■ Instruction ■
Each line that follows should be printed again exactly as it stands.

[Items from a data source]
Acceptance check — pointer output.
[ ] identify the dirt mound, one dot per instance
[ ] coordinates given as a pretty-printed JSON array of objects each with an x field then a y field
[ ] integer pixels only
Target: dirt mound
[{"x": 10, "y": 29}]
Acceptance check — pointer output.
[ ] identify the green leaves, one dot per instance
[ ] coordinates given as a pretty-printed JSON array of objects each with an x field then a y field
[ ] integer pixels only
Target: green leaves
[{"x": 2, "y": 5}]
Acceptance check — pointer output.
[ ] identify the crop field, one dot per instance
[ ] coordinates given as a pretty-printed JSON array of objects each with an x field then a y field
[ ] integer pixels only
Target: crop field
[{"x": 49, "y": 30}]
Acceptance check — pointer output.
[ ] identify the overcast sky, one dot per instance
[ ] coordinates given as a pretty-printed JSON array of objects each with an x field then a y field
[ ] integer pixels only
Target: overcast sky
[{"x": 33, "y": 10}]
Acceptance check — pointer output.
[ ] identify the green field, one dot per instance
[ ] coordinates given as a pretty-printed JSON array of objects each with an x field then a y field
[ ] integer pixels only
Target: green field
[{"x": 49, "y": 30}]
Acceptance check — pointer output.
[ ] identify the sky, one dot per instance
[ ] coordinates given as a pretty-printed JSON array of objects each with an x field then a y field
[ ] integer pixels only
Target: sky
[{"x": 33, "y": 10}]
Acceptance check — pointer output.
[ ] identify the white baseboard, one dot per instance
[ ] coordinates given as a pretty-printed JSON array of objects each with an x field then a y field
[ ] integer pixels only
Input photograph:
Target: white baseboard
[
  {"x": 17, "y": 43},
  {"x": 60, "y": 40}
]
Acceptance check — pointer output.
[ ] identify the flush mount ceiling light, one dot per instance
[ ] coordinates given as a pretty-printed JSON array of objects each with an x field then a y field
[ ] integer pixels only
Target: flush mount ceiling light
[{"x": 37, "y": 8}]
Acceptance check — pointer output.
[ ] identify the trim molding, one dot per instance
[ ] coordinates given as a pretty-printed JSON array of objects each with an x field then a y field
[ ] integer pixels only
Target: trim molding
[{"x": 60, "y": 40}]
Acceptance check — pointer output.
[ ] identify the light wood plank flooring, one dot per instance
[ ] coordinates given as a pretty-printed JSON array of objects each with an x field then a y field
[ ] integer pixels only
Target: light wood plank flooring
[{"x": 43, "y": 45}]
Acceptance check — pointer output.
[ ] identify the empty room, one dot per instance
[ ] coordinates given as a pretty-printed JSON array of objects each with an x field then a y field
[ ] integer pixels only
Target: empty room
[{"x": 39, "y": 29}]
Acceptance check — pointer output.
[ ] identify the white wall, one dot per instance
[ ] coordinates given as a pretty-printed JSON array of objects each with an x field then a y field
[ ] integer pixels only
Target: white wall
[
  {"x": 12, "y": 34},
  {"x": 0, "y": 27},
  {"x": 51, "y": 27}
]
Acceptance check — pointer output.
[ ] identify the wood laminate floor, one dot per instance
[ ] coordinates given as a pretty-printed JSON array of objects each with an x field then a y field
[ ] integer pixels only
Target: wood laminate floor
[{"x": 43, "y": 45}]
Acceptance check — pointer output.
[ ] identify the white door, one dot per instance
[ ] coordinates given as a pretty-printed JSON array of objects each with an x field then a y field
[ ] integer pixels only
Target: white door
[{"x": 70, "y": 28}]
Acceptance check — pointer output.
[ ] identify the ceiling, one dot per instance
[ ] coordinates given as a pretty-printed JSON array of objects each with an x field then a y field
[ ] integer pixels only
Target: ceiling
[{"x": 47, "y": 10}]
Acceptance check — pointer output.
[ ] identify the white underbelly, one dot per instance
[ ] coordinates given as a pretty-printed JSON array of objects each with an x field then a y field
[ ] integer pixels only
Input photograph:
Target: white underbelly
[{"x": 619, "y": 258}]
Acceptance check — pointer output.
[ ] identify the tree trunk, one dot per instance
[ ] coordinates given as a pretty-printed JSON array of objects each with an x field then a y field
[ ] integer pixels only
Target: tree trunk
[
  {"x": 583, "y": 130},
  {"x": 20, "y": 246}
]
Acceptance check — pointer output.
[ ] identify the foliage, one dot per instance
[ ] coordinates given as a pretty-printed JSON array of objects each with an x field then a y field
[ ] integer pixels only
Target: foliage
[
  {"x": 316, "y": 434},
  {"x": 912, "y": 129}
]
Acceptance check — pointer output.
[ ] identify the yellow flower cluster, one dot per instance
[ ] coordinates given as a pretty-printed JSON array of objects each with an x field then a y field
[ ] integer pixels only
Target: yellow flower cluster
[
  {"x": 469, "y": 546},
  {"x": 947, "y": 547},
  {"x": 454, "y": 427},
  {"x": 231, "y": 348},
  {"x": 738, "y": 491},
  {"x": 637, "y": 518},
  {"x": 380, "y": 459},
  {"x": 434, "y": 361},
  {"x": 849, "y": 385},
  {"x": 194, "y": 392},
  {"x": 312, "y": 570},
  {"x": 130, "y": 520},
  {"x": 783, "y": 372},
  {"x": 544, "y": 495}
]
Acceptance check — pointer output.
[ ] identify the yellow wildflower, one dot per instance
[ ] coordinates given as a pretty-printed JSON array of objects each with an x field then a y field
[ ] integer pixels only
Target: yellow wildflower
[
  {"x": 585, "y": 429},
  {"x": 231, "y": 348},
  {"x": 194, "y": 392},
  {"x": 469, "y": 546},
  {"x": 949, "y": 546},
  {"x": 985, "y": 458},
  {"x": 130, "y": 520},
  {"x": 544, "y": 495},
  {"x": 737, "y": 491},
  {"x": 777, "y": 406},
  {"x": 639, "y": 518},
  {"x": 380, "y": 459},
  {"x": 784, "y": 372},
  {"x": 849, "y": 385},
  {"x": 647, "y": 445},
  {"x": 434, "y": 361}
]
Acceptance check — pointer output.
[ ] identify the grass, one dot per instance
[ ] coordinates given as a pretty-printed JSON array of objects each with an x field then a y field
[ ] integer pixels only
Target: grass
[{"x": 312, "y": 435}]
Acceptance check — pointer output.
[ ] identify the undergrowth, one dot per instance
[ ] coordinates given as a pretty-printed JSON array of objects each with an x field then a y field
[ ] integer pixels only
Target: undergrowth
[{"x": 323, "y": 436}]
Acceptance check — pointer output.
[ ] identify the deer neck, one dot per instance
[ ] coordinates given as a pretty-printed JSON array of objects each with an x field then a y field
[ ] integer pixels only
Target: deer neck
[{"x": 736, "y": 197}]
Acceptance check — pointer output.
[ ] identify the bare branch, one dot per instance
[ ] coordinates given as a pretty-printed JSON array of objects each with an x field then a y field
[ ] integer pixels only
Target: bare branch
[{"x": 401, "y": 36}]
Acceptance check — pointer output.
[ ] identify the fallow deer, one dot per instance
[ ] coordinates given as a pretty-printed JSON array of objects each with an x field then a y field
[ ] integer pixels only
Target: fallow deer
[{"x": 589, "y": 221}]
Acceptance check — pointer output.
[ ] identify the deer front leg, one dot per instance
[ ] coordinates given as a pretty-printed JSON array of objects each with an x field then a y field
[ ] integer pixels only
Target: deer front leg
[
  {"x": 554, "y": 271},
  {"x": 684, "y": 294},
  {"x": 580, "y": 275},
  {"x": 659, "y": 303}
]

■ Completed exercise ■
Acceptance check — pointer output.
[ ] identify the dirt mound, one dot per instance
[ ] coordinates given as a pretty-printed JSON array of objects each with an x field then a y field
[ ] integer pixels only
Target: dirt mound
[{"x": 10, "y": 29}]
Acceptance check — pointer output.
[ ] identify the green leaves, one dot per instance
[ ] coordinates given as a pretty-printed JSON array of objects each with an x field then a y field
[ ] integer pixels only
Target: green leaves
[{"x": 2, "y": 5}]
Acceptance check — pointer output.
[ ] identify the crop field, one dot per instance
[ ] coordinates given as a pretty-printed JSON array of objects each with an x field then a y field
[ ] integer pixels only
Target: crop field
[{"x": 49, "y": 30}]
Acceptance check — pointer output.
[ ] identify the overcast sky, one dot per instance
[ ] coordinates given as a pretty-printed JSON array of objects each with an x field then a y field
[ ] integer pixels only
Target: overcast sky
[{"x": 33, "y": 10}]
Acceptance check — pointer output.
[ ] identify the green field, one dot per instance
[ ] coordinates given as a pretty-printed JSON array of objects each with an x field then a y field
[ ] integer pixels only
Target: green field
[{"x": 49, "y": 30}]
Acceptance check — pointer output.
[ ] identify the sky, one dot per instance
[ ] coordinates given as a pretty-printed JSON array of objects each with an x field then a y field
[ ] integer pixels only
Target: sky
[{"x": 33, "y": 10}]
Acceptance check — pointer output.
[ ] identify the white baseboard, one dot per instance
[ ] coordinates given as a pretty-printed JSON array of objects each with an x field then a y field
[ ] integer pixels only
Input photograph:
Target: white baseboard
[
  {"x": 17, "y": 43},
  {"x": 60, "y": 40}
]
Acceptance check — pointer output.
[ ] identify the flush mount ceiling light, one dot per instance
[ ] coordinates given as a pretty-printed JSON array of objects each with an x field then a y field
[ ] integer pixels only
Target: flush mount ceiling light
[{"x": 37, "y": 8}]
Acceptance check — pointer output.
[ ] identify the trim molding, one dot per instance
[ ] coordinates given as a pretty-printed JSON array of objects each with an x field then a y field
[ ] integer pixels only
Target: trim molding
[{"x": 60, "y": 40}]
Acceptance check — pointer output.
[ ] identify the light wood plank flooring, one dot per instance
[ ] coordinates given as a pretty-printed JSON array of objects each with an x field then a y field
[ ] integer pixels only
Target: light wood plank flooring
[{"x": 43, "y": 45}]
Acceptance check — pointer output.
[ ] identify the empty room, one dot per instance
[ ] coordinates given as a pretty-printed JSON array of objects each with an x field then a y field
[ ] integer pixels only
Target: empty room
[{"x": 39, "y": 29}]
Acceptance check — pointer output.
[ ] identify the white wall, one dot per instance
[ ] coordinates given as a pretty-printed JSON array of objects each with an x field then a y field
[ ] integer pixels only
Target: white wall
[
  {"x": 12, "y": 34},
  {"x": 0, "y": 27},
  {"x": 51, "y": 27}
]
Acceptance check — pointer output.
[ ] identify the wood laminate floor, one dot per instance
[ ] coordinates given as a pretty-printed JSON array of objects each with an x field then a y field
[ ] integer pixels only
Target: wood laminate floor
[{"x": 43, "y": 45}]
Acceptance check — pointer output.
[ ] identify the white door, one dot per instance
[ ] coordinates given as a pretty-printed JSON array of objects each with an x field then a y field
[ ] integer pixels only
Target: white door
[{"x": 70, "y": 28}]
Acceptance check — pointer output.
[ ] identify the ceiling, one dot per instance
[ ] coordinates given as a pretty-printed JSON array of objects each with an x field then a y field
[ ] integer pixels only
Target: ceiling
[{"x": 47, "y": 10}]
Acceptance check — pointer output.
[ ] identify the white underbelly, one dot per instance
[ ] coordinates given as a pretty-printed JSON array of objects each with an x field then a y field
[ ] integer pixels only
Input photograph:
Target: white underbelly
[{"x": 619, "y": 258}]
Acceptance check — pointer output.
[ ] identify the tree trunk, one dot per instance
[ ] coordinates given as a pretty-printed JSON array of objects each with an x field then a y field
[ ] integer pixels only
Target: tree trunk
[
  {"x": 583, "y": 130},
  {"x": 20, "y": 246}
]
Acceptance check — pointer output.
[ ] identify the foliage, one dot per instance
[ ] coordinates given as a pretty-printed JSON array of objects each with an x field then a y field
[ ] integer pixels only
Target: foliage
[
  {"x": 316, "y": 434},
  {"x": 912, "y": 129}
]
Acceptance check — pointer output.
[ ] identify the yellow flower cluster, one dot per instance
[ ] coordinates given as a pretty-printed JSON array of objects each with an x field then a y field
[ ] integer pixels only
Target: yellow flower cluster
[
  {"x": 469, "y": 546},
  {"x": 947, "y": 547},
  {"x": 454, "y": 427},
  {"x": 231, "y": 348},
  {"x": 738, "y": 491},
  {"x": 637, "y": 518},
  {"x": 380, "y": 459},
  {"x": 434, "y": 361},
  {"x": 849, "y": 385},
  {"x": 194, "y": 392},
  {"x": 312, "y": 570},
  {"x": 130, "y": 520},
  {"x": 783, "y": 372},
  {"x": 544, "y": 495}
]
Acceptance check — pointer output.
[ ] identify the yellow wildflower, one dot per instance
[ ] coordinates given as a pretty-printed JSON array of objects each with an x field then a y field
[ ] integer pixels only
Target: yellow wildflower
[
  {"x": 585, "y": 429},
  {"x": 231, "y": 348},
  {"x": 194, "y": 392},
  {"x": 469, "y": 546},
  {"x": 949, "y": 546},
  {"x": 985, "y": 458},
  {"x": 130, "y": 520},
  {"x": 544, "y": 495},
  {"x": 737, "y": 491},
  {"x": 777, "y": 406},
  {"x": 639, "y": 518},
  {"x": 380, "y": 459},
  {"x": 784, "y": 372},
  {"x": 849, "y": 385},
  {"x": 647, "y": 445},
  {"x": 434, "y": 361}
]
Acceptance check — pointer output.
[ ] identify the grass, one dot per instance
[ ] coordinates given as a pretty-printed JSON array of objects each with an x field then a y field
[ ] integer pixels only
Target: grass
[{"x": 312, "y": 435}]
Acceptance check — pointer output.
[ ] identify the undergrowth, one dot per instance
[ ] coordinates given as a pretty-printed JSON array of objects each with an x field then a y field
[ ] integer pixels only
Target: undergrowth
[{"x": 323, "y": 436}]
Acceptance check — pointer output.
[ ] identify the deer neck, one dot per instance
[ ] coordinates given as a pretty-printed JSON array of objects each with an x field then a y field
[ ] integer pixels only
Target: deer neck
[{"x": 736, "y": 197}]
Acceptance check — pointer output.
[ ] identify the bare branch, one dot per instance
[ ] coordinates given as a pretty-printed JSON array of objects each with an x field then a y field
[ ] integer pixels only
Target: bare branch
[{"x": 401, "y": 36}]
Acceptance check — pointer output.
[ ] identify the fallow deer, one dot per instance
[ ] coordinates given as a pretty-printed JSON array of objects each with an x field then a y field
[ ] integer pixels only
Target: fallow deer
[{"x": 589, "y": 221}]
Acceptance check — pointer output.
[ ] identify the deer front leg, one dot per instance
[ ] coordinates given as a pretty-printed JSON array of objects each with an x field then a y field
[ ] integer pixels only
Target: deer front leg
[
  {"x": 554, "y": 271},
  {"x": 684, "y": 294},
  {"x": 580, "y": 275},
  {"x": 659, "y": 303}
]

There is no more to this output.